Prompt: Please find every line below that contains the word "calm" and copy each of those lines. Case counts.

==========

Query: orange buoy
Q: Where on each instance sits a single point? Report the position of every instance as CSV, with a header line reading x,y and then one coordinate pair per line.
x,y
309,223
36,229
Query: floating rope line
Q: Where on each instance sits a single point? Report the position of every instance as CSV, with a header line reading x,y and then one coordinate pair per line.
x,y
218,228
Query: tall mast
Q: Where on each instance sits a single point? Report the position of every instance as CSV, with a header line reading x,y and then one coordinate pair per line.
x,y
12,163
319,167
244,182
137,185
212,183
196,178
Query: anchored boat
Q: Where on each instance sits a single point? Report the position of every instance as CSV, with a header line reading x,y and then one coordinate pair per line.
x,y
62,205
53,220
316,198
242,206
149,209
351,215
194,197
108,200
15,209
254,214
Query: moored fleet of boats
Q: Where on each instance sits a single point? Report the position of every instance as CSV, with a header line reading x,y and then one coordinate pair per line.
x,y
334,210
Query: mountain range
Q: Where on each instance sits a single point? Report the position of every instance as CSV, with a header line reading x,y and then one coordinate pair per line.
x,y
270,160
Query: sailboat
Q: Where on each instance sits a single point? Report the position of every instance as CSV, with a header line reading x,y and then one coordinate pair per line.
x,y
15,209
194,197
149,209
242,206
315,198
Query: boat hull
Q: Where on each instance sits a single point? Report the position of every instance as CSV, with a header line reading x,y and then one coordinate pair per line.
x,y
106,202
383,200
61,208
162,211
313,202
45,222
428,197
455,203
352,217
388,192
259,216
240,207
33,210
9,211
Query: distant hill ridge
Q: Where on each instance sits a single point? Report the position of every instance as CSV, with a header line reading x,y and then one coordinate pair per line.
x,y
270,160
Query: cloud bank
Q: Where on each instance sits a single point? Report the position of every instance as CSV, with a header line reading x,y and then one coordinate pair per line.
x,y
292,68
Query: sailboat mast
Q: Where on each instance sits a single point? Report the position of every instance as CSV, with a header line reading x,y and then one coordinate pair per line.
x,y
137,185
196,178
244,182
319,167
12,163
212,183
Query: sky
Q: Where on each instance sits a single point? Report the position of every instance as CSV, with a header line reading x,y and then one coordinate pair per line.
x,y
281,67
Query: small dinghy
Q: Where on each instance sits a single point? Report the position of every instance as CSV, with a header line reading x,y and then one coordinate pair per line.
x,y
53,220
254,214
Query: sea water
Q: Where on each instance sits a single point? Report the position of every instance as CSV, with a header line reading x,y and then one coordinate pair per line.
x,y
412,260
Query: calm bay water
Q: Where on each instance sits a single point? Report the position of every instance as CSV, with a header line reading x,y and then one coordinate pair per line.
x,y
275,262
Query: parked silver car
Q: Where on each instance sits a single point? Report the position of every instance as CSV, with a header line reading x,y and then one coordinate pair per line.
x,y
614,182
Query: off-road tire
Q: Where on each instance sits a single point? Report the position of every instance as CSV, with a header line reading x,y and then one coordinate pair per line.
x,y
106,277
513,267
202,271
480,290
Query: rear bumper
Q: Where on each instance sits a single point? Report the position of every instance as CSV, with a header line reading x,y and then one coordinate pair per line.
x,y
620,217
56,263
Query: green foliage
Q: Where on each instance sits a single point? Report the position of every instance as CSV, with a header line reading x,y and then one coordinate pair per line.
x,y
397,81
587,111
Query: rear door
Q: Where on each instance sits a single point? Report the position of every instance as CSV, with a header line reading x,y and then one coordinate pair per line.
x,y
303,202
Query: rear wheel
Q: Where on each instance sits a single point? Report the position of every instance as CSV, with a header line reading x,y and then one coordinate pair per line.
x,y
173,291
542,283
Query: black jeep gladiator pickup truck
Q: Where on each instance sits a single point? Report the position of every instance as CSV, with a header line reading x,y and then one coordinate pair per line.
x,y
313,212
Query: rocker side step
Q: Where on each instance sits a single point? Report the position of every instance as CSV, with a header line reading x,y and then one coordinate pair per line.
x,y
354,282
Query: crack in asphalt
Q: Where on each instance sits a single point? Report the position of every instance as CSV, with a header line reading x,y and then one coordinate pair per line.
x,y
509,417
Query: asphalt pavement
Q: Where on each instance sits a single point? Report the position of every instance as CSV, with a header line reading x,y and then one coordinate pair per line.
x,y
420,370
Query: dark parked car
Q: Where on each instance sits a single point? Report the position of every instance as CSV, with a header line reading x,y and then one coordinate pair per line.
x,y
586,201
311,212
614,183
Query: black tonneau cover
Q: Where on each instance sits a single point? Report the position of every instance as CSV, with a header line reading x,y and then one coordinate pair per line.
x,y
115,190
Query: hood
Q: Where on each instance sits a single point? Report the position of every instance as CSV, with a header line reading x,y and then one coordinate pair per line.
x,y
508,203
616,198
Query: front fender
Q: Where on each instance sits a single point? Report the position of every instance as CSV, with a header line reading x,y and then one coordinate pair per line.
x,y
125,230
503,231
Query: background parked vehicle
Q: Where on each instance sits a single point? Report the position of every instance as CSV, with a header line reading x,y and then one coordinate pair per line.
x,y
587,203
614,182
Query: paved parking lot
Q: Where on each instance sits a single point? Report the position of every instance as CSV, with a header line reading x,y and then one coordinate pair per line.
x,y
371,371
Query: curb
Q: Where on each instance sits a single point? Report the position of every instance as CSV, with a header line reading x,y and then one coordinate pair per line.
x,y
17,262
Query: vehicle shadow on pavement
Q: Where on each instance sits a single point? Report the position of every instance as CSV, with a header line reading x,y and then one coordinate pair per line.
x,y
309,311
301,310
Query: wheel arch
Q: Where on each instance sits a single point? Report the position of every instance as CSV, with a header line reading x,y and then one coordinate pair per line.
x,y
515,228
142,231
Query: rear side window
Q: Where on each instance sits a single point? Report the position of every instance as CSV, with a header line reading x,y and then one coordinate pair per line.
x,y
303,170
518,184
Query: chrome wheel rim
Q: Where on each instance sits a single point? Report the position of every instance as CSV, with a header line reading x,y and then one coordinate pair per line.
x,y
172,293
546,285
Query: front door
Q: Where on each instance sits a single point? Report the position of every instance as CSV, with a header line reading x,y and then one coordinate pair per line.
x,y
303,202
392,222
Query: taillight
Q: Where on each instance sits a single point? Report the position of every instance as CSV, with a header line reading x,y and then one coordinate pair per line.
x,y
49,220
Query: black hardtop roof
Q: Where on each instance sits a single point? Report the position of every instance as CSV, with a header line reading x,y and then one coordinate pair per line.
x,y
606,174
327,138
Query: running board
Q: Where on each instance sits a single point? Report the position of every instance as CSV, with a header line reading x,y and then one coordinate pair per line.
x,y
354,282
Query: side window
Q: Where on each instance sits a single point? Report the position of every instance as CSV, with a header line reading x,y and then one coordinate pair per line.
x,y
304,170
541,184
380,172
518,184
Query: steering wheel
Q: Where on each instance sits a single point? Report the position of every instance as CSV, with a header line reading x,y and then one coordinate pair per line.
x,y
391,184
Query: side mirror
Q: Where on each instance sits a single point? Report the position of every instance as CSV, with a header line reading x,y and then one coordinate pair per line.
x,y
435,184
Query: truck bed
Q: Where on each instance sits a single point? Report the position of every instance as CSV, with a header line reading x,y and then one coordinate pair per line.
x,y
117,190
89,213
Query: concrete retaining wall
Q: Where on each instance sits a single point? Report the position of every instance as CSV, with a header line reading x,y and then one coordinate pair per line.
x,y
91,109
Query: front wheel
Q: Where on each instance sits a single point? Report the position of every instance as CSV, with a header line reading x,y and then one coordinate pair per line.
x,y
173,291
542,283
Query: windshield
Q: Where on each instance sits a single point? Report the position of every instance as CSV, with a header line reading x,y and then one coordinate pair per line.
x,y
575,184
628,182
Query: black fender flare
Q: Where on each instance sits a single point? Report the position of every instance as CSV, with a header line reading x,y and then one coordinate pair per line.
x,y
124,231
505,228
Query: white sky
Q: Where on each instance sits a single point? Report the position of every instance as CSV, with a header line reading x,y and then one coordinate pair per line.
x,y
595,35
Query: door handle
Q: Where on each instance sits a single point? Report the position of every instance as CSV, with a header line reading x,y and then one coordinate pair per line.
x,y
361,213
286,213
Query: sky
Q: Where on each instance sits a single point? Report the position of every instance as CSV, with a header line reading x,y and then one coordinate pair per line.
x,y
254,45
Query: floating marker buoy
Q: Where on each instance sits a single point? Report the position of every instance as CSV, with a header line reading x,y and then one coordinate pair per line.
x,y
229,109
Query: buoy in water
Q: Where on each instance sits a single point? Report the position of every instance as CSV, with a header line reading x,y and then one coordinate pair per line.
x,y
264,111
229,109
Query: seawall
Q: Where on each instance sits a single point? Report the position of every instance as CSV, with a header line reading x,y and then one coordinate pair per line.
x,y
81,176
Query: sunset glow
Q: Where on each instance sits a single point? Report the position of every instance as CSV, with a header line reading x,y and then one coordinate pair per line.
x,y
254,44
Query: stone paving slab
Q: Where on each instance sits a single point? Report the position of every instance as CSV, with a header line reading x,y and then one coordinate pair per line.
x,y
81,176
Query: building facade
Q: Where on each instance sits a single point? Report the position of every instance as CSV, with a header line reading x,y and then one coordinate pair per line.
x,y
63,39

==========

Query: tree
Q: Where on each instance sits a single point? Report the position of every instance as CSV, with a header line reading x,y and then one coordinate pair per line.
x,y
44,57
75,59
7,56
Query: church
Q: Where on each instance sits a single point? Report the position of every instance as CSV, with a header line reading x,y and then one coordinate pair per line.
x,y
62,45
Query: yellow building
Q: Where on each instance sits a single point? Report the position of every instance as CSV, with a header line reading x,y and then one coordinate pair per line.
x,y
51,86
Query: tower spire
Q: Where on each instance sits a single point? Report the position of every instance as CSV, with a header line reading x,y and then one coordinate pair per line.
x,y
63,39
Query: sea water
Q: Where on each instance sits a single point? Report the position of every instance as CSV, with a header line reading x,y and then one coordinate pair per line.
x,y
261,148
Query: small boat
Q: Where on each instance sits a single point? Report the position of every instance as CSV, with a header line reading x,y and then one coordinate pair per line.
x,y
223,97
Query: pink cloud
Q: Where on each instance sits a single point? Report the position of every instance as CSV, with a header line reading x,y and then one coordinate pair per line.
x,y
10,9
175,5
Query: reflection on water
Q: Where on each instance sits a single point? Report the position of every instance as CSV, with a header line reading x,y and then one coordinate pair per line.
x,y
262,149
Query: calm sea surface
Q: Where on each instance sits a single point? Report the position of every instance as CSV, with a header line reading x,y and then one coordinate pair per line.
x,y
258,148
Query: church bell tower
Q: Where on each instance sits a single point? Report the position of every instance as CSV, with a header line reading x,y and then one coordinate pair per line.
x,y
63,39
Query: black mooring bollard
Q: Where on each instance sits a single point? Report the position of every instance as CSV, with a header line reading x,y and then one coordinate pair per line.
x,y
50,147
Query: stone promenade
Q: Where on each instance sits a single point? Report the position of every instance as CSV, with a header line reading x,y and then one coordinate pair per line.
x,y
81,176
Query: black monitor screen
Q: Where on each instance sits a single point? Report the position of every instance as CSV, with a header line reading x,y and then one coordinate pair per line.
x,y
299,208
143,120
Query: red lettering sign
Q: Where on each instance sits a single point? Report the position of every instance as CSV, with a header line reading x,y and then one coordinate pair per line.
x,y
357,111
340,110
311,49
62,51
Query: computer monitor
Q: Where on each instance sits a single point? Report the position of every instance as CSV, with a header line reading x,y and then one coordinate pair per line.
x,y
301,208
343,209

==========

Answer to this exercise:
Query: calm bay water
Query: calm sea surface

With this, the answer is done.